[INSTRUCTIONS FOR THE TASK]
Each entry should be set down exactly as written, except for any picture it holds.

(Dataset items)
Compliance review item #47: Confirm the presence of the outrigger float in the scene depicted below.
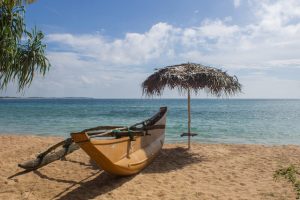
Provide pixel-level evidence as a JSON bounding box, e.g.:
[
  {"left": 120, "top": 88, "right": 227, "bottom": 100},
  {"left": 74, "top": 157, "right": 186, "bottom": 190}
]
[{"left": 19, "top": 107, "right": 167, "bottom": 176}]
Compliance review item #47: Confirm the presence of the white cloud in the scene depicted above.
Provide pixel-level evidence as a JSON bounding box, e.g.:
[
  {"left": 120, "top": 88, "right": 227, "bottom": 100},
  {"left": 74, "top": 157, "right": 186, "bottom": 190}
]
[
  {"left": 47, "top": 23, "right": 178, "bottom": 66},
  {"left": 253, "top": 0, "right": 300, "bottom": 29},
  {"left": 199, "top": 19, "right": 239, "bottom": 39},
  {"left": 1, "top": 52, "right": 149, "bottom": 98},
  {"left": 47, "top": 0, "right": 300, "bottom": 70},
  {"left": 3, "top": 0, "right": 300, "bottom": 98},
  {"left": 233, "top": 0, "right": 241, "bottom": 8}
]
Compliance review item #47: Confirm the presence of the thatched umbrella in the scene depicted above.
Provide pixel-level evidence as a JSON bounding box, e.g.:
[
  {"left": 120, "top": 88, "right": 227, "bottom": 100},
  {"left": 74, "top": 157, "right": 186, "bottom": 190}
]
[{"left": 142, "top": 63, "right": 242, "bottom": 149}]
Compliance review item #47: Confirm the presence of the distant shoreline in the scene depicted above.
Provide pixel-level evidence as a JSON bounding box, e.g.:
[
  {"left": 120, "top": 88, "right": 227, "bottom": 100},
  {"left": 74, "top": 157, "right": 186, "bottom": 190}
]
[
  {"left": 1, "top": 97, "right": 300, "bottom": 100},
  {"left": 0, "top": 96, "right": 94, "bottom": 99}
]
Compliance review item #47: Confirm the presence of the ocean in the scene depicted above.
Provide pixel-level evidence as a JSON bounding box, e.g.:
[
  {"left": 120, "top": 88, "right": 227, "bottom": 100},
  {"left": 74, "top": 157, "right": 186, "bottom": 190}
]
[{"left": 0, "top": 98, "right": 299, "bottom": 145}]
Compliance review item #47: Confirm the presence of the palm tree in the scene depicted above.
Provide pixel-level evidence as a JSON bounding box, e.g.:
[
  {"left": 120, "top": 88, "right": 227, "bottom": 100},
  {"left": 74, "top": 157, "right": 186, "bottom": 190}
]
[{"left": 0, "top": 0, "right": 50, "bottom": 91}]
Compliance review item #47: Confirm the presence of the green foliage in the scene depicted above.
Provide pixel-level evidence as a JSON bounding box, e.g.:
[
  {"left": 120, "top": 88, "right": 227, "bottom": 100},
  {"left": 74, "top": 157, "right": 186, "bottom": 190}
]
[
  {"left": 274, "top": 165, "right": 300, "bottom": 199},
  {"left": 0, "top": 0, "right": 36, "bottom": 6},
  {"left": 0, "top": 0, "right": 50, "bottom": 91}
]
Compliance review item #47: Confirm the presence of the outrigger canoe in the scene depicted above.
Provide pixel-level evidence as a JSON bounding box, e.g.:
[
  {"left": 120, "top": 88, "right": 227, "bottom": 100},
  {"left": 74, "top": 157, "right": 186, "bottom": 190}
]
[{"left": 19, "top": 107, "right": 167, "bottom": 176}]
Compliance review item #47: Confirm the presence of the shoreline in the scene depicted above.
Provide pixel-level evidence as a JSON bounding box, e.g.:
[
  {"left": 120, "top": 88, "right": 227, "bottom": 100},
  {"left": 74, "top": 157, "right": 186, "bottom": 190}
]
[
  {"left": 1, "top": 133, "right": 299, "bottom": 147},
  {"left": 0, "top": 135, "right": 299, "bottom": 199}
]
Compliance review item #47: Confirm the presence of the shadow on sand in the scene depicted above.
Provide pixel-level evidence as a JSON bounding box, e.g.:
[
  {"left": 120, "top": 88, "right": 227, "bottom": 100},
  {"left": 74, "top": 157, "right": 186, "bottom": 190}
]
[
  {"left": 8, "top": 158, "right": 98, "bottom": 179},
  {"left": 54, "top": 147, "right": 205, "bottom": 199},
  {"left": 143, "top": 146, "right": 206, "bottom": 174},
  {"left": 55, "top": 171, "right": 135, "bottom": 200},
  {"left": 10, "top": 147, "right": 205, "bottom": 199},
  {"left": 62, "top": 158, "right": 99, "bottom": 170}
]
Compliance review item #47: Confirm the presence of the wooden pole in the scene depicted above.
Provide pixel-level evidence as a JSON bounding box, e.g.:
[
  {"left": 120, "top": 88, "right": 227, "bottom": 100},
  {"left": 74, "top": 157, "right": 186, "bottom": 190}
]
[
  {"left": 188, "top": 88, "right": 191, "bottom": 149},
  {"left": 18, "top": 142, "right": 80, "bottom": 171}
]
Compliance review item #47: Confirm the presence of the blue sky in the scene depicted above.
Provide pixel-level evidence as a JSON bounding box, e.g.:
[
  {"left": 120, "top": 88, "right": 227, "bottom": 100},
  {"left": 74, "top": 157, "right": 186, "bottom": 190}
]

[YOUR SOLUTION]
Compliance review item #47: Confirm the presence of the outrigger float in the scene depicted below.
Provide pixel-level evidence as a JSON bounding box, e.g.:
[
  {"left": 120, "top": 88, "right": 227, "bottom": 100},
  {"left": 74, "top": 157, "right": 186, "bottom": 190}
]
[{"left": 19, "top": 107, "right": 167, "bottom": 176}]
Compliance review item #47: Confirm the presence of the white cloud in the scene depicted above.
Provide pixel-level evidence as a JSON bounding box, e.g.:
[
  {"left": 120, "top": 88, "right": 227, "bottom": 100},
  {"left": 74, "top": 157, "right": 186, "bottom": 190}
]
[
  {"left": 47, "top": 23, "right": 178, "bottom": 66},
  {"left": 253, "top": 0, "right": 300, "bottom": 29},
  {"left": 199, "top": 19, "right": 239, "bottom": 39},
  {"left": 1, "top": 52, "right": 149, "bottom": 98},
  {"left": 47, "top": 0, "right": 300, "bottom": 70},
  {"left": 3, "top": 0, "right": 300, "bottom": 98},
  {"left": 233, "top": 0, "right": 241, "bottom": 8}
]
Compliance review item #47: Confirm the presence of the thatched umbrella in the scene depicted above.
Provide pixel-level evidence as a JSON bounding box, e.g.:
[
  {"left": 120, "top": 88, "right": 227, "bottom": 100},
  {"left": 74, "top": 157, "right": 186, "bottom": 190}
]
[{"left": 142, "top": 63, "right": 242, "bottom": 149}]
Compliance review item #47: Confirm the presence of the distant shoreline in the scene depicted above.
Provide pixel-level evidence as a JSON bounding box, e.g.:
[
  {"left": 120, "top": 88, "right": 227, "bottom": 100},
  {"left": 74, "top": 157, "right": 186, "bottom": 190}
]
[
  {"left": 1, "top": 97, "right": 300, "bottom": 100},
  {"left": 0, "top": 96, "right": 94, "bottom": 99}
]
Compliance review item #47: Confirm the presence of the ocean in the scene depicted above.
Provide pixel-level evidence as a JSON bounding box, e.g.:
[
  {"left": 120, "top": 88, "right": 227, "bottom": 100},
  {"left": 74, "top": 157, "right": 186, "bottom": 190}
]
[{"left": 0, "top": 98, "right": 299, "bottom": 145}]
Compliance review item #47: Confirm the presence of the palm tree in the scene depicted above.
Provide pixel-level evidence as a JSON bounding box, e.g.:
[
  {"left": 120, "top": 88, "right": 227, "bottom": 100},
  {"left": 74, "top": 157, "right": 186, "bottom": 190}
]
[{"left": 0, "top": 0, "right": 50, "bottom": 91}]
Compliance review item #47: Confirm the presence of the green foliage in the scene depicted above.
Provide pixel-level evidence as a JSON bounding box, e.g.:
[
  {"left": 120, "top": 88, "right": 227, "bottom": 100},
  {"left": 74, "top": 157, "right": 186, "bottom": 190}
]
[
  {"left": 274, "top": 165, "right": 300, "bottom": 199},
  {"left": 0, "top": 0, "right": 36, "bottom": 6},
  {"left": 0, "top": 0, "right": 50, "bottom": 91}
]
Compliance review item #47: Confirm the presence of the outrigger canoe in the scene depicted above.
Provide pixel-level evidence as a JSON bounding box, e.g.:
[
  {"left": 120, "top": 88, "right": 227, "bottom": 100},
  {"left": 74, "top": 157, "right": 186, "bottom": 190}
]
[{"left": 19, "top": 107, "right": 167, "bottom": 176}]
Compliance review item #47: Confirm the presence of the shoreline in the scene depicted above.
Provide pixel-level evidence as a JSON bounding box, e.g.:
[
  {"left": 120, "top": 88, "right": 227, "bottom": 100},
  {"left": 74, "top": 157, "right": 186, "bottom": 190}
]
[
  {"left": 1, "top": 133, "right": 299, "bottom": 147},
  {"left": 0, "top": 135, "right": 299, "bottom": 199}
]
Compliance review item #47: Confirm the presence of the shadow on sand in the scene depicted above.
Provide pixel-level evidence as a JSON bounding box, e.g.:
[
  {"left": 120, "top": 88, "right": 227, "bottom": 100},
  {"left": 74, "top": 157, "right": 186, "bottom": 190}
]
[
  {"left": 8, "top": 158, "right": 98, "bottom": 179},
  {"left": 54, "top": 147, "right": 205, "bottom": 199},
  {"left": 143, "top": 146, "right": 206, "bottom": 174},
  {"left": 55, "top": 171, "right": 135, "bottom": 200},
  {"left": 10, "top": 147, "right": 205, "bottom": 199},
  {"left": 62, "top": 158, "right": 99, "bottom": 170}
]
Compliance review item #47: Confirm the presence of the wooden pole in the scene depicted above.
Provide pixel-level evidence as a JSON bounding box, e.g.:
[
  {"left": 120, "top": 88, "right": 227, "bottom": 100},
  {"left": 74, "top": 157, "right": 186, "bottom": 190}
]
[
  {"left": 188, "top": 88, "right": 191, "bottom": 149},
  {"left": 18, "top": 142, "right": 80, "bottom": 171}
]
Compliance review item #47: Confirm the presence of the blue sky in the scene depicted above.
Provide pixel-level evidence as a JSON bounding box, e.g.:
[
  {"left": 120, "top": 88, "right": 227, "bottom": 100},
  {"left": 74, "top": 157, "right": 186, "bottom": 190}
]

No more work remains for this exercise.